**Problem:** Reproduce every one of the following records verbatim, line for line.

**Given data:**

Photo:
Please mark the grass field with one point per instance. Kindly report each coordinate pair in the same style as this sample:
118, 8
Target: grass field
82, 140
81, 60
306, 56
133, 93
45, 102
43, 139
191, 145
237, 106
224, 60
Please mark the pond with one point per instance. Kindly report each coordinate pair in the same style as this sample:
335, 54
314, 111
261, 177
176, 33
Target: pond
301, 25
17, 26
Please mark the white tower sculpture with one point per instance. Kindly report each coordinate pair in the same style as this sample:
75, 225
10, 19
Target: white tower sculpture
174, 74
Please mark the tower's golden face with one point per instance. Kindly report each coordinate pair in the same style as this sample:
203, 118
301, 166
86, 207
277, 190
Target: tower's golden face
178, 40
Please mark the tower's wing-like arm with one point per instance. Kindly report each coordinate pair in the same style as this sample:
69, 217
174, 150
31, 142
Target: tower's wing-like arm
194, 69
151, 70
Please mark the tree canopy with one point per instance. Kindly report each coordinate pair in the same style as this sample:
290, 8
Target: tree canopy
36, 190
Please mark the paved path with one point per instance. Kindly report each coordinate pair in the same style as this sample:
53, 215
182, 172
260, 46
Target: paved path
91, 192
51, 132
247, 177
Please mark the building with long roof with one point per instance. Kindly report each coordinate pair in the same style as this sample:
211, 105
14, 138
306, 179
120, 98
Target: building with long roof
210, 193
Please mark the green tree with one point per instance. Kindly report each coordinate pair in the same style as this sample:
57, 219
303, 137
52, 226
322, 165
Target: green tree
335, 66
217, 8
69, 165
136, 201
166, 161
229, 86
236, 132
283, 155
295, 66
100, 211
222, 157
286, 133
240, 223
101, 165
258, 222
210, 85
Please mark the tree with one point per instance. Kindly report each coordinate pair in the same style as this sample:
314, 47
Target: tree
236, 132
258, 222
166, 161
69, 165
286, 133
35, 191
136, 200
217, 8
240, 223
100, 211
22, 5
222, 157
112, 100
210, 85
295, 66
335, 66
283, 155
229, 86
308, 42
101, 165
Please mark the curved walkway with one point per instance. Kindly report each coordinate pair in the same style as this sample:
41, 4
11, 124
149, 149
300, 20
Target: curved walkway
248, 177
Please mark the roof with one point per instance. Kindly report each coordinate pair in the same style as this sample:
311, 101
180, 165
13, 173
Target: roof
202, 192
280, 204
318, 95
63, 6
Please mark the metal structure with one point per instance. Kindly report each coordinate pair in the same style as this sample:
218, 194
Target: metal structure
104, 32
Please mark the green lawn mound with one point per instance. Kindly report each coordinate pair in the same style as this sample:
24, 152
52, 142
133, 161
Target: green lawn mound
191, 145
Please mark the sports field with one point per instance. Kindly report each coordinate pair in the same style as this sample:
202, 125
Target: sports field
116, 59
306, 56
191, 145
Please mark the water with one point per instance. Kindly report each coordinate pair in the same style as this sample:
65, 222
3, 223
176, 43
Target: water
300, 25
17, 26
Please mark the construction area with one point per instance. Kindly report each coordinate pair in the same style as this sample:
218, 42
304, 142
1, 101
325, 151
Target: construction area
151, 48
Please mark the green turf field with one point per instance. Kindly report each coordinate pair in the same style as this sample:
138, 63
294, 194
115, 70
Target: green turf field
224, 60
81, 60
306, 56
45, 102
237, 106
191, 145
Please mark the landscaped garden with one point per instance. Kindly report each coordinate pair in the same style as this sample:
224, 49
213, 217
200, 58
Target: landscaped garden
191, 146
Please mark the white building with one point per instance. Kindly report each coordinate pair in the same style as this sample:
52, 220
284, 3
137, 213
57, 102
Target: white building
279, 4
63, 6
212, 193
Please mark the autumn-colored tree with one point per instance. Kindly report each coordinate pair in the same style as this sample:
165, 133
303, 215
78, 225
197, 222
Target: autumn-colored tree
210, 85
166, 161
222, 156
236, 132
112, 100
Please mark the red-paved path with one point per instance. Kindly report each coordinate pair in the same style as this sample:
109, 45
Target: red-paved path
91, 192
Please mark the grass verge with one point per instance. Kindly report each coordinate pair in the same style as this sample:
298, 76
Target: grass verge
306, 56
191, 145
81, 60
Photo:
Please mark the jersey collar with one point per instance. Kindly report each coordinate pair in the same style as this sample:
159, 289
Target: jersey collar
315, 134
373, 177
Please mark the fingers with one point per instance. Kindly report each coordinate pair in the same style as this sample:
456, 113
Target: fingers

**Worked solution:**
Photo:
Please mark the grass field with one point per instance. Kindly report each coordinate pair in the same style as this sample:
118, 8
Target: grass field
82, 140
81, 60
306, 56
133, 93
45, 102
43, 139
191, 145
237, 106
224, 60
Please mark the pond with one point per instance. Kindly report each coordinate pair in the same style as this sample:
335, 54
314, 111
261, 177
176, 33
Target: pond
301, 25
17, 26
Please mark the white tower sculpture with one point per instance. Kindly report each coordinate pair in the same style as this sample:
75, 225
10, 19
Target: white tower sculpture
174, 74
Please mark the tower's golden face with one point per instance. Kindly report each coordinate pair in the same style as this sample:
203, 118
301, 166
86, 207
277, 190
Target: tower's golden face
178, 40
Please mark the tower's wing-like arm with one point per instance. Kindly report each coordinate pair in the same style as this sample:
69, 217
174, 150
31, 142
Target: tower's wing-like arm
194, 69
151, 70
Please mark the tree canopy with one point per instance. Kindly report each coordinate pair in the same style as this sample:
290, 8
Target: tree canopy
36, 190
Please mark the paved path with one point per instance. Kindly report each coordinate pair in the same style as this sample:
53, 215
182, 172
260, 46
Target: paved path
91, 192
51, 132
247, 177
Please mark the building with long roof with one point per instance. Kindly report each coordinate pair in the same style as this sample:
211, 105
14, 138
306, 179
120, 98
Target: building with long roof
210, 193
Please mark the green tree with one point per instance. Kindly report each coordinate pair in the same style as this sample:
57, 219
303, 137
52, 226
322, 165
Target: green tree
335, 66
217, 8
69, 165
136, 201
166, 161
229, 86
236, 132
283, 155
295, 66
100, 211
222, 157
286, 133
240, 223
101, 165
258, 222
210, 85
Please mark the tree with one point per instance. Kindly report each coordinate pair in the same style as this sample:
314, 47
Target: tree
236, 132
258, 222
166, 161
69, 165
286, 133
35, 191
136, 200
217, 8
240, 223
100, 211
22, 5
222, 157
112, 100
210, 85
295, 66
335, 66
283, 155
229, 86
308, 42
101, 165
Please mark the curved walkway with one point per instance. Kindly report each coordinate pair in the same style as this sample:
41, 4
11, 124
149, 149
300, 20
Target: curved walkway
248, 177
Please mark the roof with one point per instance. Kindly report each coordinate pair in the same style as this sample:
311, 101
180, 165
13, 173
Target: roof
202, 192
280, 204
318, 95
63, 6
Please mark the metal structure with one point per instance. Kindly report each coordinate pair in the same style as this sample:
218, 194
Target: metal structure
104, 32
Please mark the green lawn mound with one point per instance. Kindly report each coordinate pair in the same style as this sample:
24, 152
52, 142
133, 161
Target: green lawn mound
191, 145
Please mark the sports field with one point per instance. Kindly report each coordinate pair in the same style as this sample:
202, 125
Target: sports field
116, 59
306, 56
191, 145
Please mark the water with one point per instance. Kindly report each coordinate pair in the same style as this sample:
65, 222
3, 223
176, 43
Target: water
300, 25
17, 26
Please mark the construction area with one point per instance. Kindly report each coordinate pair in the same style as this sample:
218, 42
304, 142
1, 101
325, 151
Target: construction area
151, 48
Please mark the green turf field with one point per instance. Kindly report each coordinate pair in the same style as this sample:
138, 63
294, 194
115, 70
Target: green turf field
224, 60
81, 60
306, 56
45, 102
237, 106
191, 145
Please mark the landscaped garden with one point per instance. Kindly report each coordinate pair in the same style as this sample:
224, 49
213, 217
200, 58
Target: landscaped garden
191, 146
Please mark the white building with one point per instance. Kindly report each coordinate pair in the same style as this sample:
52, 220
284, 3
137, 213
57, 102
Target: white building
279, 4
63, 6
212, 193
Please mark the autumn-colored tree with one point per instance. Kindly report each coordinate pair in the same style as this sample:
165, 133
303, 215
78, 225
197, 222
Target: autumn-colored tree
210, 85
166, 161
222, 156
236, 132
112, 100
Please mark the red-paved path with one point per instance. Kindly report each coordinate pair in the same style as this sample:
109, 45
Target: red-paved path
91, 192
Please mark the grass verge with one point per instance. Kindly report each coordinate pair in the same style as this sample:
298, 76
Target: grass verge
306, 56
191, 145
81, 60
Photo:
Please mark the jersey collar with one point per instance. Kindly report each coordinate pair in the same style as this sample:
159, 289
Target: jersey collar
315, 134
373, 177
Please mark the fingers with one point per instance. Kindly report each coordinate pair in the same style as this sample:
456, 113
Target: fingers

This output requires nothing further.